I Cannibali Italiani

Il “Cannibalismo” è stato una corrente letteraria italiana nata nella metà degli anni novanta. Comprende autori che ho già letto e amato, altri che sto leggendo in questo periodo e altri (pochi) ancora da scoprire. Io sono un grande ammiratore della letteratura italiana, soprattutto quella del novecento, con autori straordinari amati anche a livello internazionale. Il difetto della nostra letteratura è che, secondo me, non approva sufficientemente chi osa. I Cannibali hanno osato, tra di loro c’è chi ha trionfato (cambiando genere), chi è diventato un classico per pochi, chi è scomparso dalla scena letteraria, chi è divenuto un autore di nicchia. Sono tutti artisti che secondo me negli Stati Uniti avrebbero trionfato come Bret Eston Ellis o Chuck Palahniuk, autori che lì hanno osato e sono stati riconosciuti da critica e pubblico. In questo post vi racconto i Cannibali italiani, gli autori che hanno creato il mio movimento letterario italiano preferito.

burundanga

I critici letterari raggrupparono una serie di autori italiani definendoli all’inizio pulp dopo l’uscita del film Pulp Fiction di Tarantino. Il motivo fu lo stile crudo, violento, arricchito da dialoghi al limite del surreale ma sempre ben ancorati alla realtà, tipici appunto del celebre film del regista americano. Una violenza portata all’esasperazione che può provocare persino un sorriso per la sua assurdità, concetto forse contorto, ma del tutto chiaro per chi ha letto qualcuno di questi autori che sto per presentare, o perlomeno visto Pulp Fiction. In realtà il concetto di pulp nella letteratura è anteriore al film, nonostante in Italia sia diventato famoso grazie alla pellicola di Tarantino. In Nord America (sia negli Stati Uniti che in Canada) si erano diffusi già da tempo il minimalismo e l’avantpop, generi che hanno appunto ispirato Pulp Fiction e i nostri cannibali. I già citati Ellis e Palahniuk e altri grandi autori come David Foster Wallace e Douglas Coupland erano già noti o stavano per diventarlo prima di vedere danzare John Travolta e Uma Thurman sulle note di Chuck Berry. In seguito venne usato il termine “Cannibali” per definire questo movimento perchè alcuni dei suoi autori contribuirono alla raccolta di racconti Gioventù cannibale pubblicata da Einaudi nel 1996.

┄┄┄┄┄┄┄┄┄┄┄┄┄┄┄┄┄┄┄┄

> **ESERCIZI DA SVOLGERE**:
• a. Indichi se ciascuna affermazione concorda con il brano sui Cannibali italiani, rispondendo sì o no e citando le parole decisive: (i) la raccolta Gioventù cannibale è stata pubblicata da Einaudi nel 1996; (ii) il concetto di pulp in letteratura è nato con il film di Tarantino; (iii) in Nord America si erano già diffusi il minimalismo e l’avantpop.
• b. Porti avanti il brano sui Cannibali italiani, riprendendo subito dopo la sua ultima frase.
Il materiale riportato di seguito non ha alcun legame con il brano sui Cannibali italiani.

┄┄┄┄┄┄┄┄┄┄┄┄┄┄┄┄┄┄┄┄

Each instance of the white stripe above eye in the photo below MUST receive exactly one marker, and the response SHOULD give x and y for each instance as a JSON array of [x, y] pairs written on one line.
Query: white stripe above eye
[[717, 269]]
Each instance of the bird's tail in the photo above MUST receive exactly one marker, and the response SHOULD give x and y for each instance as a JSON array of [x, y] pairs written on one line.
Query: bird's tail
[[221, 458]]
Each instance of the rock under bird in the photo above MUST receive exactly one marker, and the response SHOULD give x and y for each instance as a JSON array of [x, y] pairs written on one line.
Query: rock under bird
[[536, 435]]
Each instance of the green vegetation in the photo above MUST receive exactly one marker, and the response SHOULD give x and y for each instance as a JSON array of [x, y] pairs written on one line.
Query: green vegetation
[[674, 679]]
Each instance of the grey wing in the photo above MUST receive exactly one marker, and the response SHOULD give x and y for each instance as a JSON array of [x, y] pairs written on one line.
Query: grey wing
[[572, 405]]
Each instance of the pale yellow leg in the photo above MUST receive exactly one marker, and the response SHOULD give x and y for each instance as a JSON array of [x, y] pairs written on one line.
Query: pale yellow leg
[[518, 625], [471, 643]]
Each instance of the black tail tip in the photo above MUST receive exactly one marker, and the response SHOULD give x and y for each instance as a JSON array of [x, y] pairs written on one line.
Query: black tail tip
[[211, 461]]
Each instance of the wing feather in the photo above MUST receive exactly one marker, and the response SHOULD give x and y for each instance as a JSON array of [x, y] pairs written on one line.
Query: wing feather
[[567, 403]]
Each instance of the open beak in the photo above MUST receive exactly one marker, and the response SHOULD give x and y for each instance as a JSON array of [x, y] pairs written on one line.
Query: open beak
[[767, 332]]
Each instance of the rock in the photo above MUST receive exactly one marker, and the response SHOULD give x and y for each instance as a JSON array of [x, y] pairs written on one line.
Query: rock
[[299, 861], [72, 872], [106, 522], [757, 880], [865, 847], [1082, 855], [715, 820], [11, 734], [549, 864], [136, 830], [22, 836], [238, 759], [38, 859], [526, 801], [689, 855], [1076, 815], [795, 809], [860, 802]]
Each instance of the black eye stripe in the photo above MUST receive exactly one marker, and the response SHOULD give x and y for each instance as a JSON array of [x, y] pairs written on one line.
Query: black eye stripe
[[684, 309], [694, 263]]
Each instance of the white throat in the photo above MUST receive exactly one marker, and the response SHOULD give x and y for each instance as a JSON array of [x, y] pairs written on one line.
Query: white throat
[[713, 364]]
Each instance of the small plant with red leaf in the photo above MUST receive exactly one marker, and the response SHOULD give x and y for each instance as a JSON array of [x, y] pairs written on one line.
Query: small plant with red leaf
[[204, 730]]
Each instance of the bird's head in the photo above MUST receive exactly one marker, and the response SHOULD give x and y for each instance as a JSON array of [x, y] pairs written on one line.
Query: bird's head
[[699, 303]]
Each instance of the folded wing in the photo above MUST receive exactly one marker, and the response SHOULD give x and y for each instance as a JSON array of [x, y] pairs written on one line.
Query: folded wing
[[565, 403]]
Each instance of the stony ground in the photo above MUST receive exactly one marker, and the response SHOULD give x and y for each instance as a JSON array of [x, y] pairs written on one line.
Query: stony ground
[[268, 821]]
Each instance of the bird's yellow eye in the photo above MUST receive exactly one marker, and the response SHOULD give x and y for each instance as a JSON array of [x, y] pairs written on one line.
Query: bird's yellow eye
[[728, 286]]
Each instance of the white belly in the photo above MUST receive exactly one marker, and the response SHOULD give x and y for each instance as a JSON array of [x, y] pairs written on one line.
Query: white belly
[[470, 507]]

┄┄┄┄┄┄┄┄┄┄┄┄┄┄┄┄┄┄┄┄

> **SOLUZIONI IN ORDINE**:
• a.
(i) Sì: «alla raccolta di racconti Gioventù cannibale pubblicata da Einaudi nel 1996».
(ii) No: «In realtà il concetto di pulp nella letteratura è anteriore al film».
(iii) Sì: «In Nord America (sia negli Stati Uniti che in Canada) si erano diffusi già da tempo il minimalismo e l’avantpop».

• b.
Inizio con l’autore “Cannibale” più noto: Niccolò Ammaniti. Uno dei suoi primi esordi letterari fu Fango, raccolta di racconti del 1996, potente, tra l’esiralante e il violento, che riesce a provocare sensazioni controverse mentre si sfogliano le sue pagine. È per me una raccolta straordinaria e credo sia uno dei romanzi meno famosi dell’autore romano. Fango mi ha ricordato per stile e contenuti, la raccolta di racconti Cavie di Palahniuk del 2005 che solo negli USA ha venduto milioni di copie. È un dato che credo sia emblematico, il pulp in USA vende milioni di copie, mentre in Italia Ammaniti diventa famoso quando cambia genere. Dopo Ti prendo e ti porto via che riprende le tematiche pulp in versione romanzo, infatti, Ammaniti raggiunge il successo a livello internazionale con Io non ho paura, grazie anche all’omonimo film di Salvatores. Si è spostato poi verso romanzi di formazione più classici, resta ancora un autore straordinario, io lo leggo ancora volentieri, ma per me ha smesso di osare.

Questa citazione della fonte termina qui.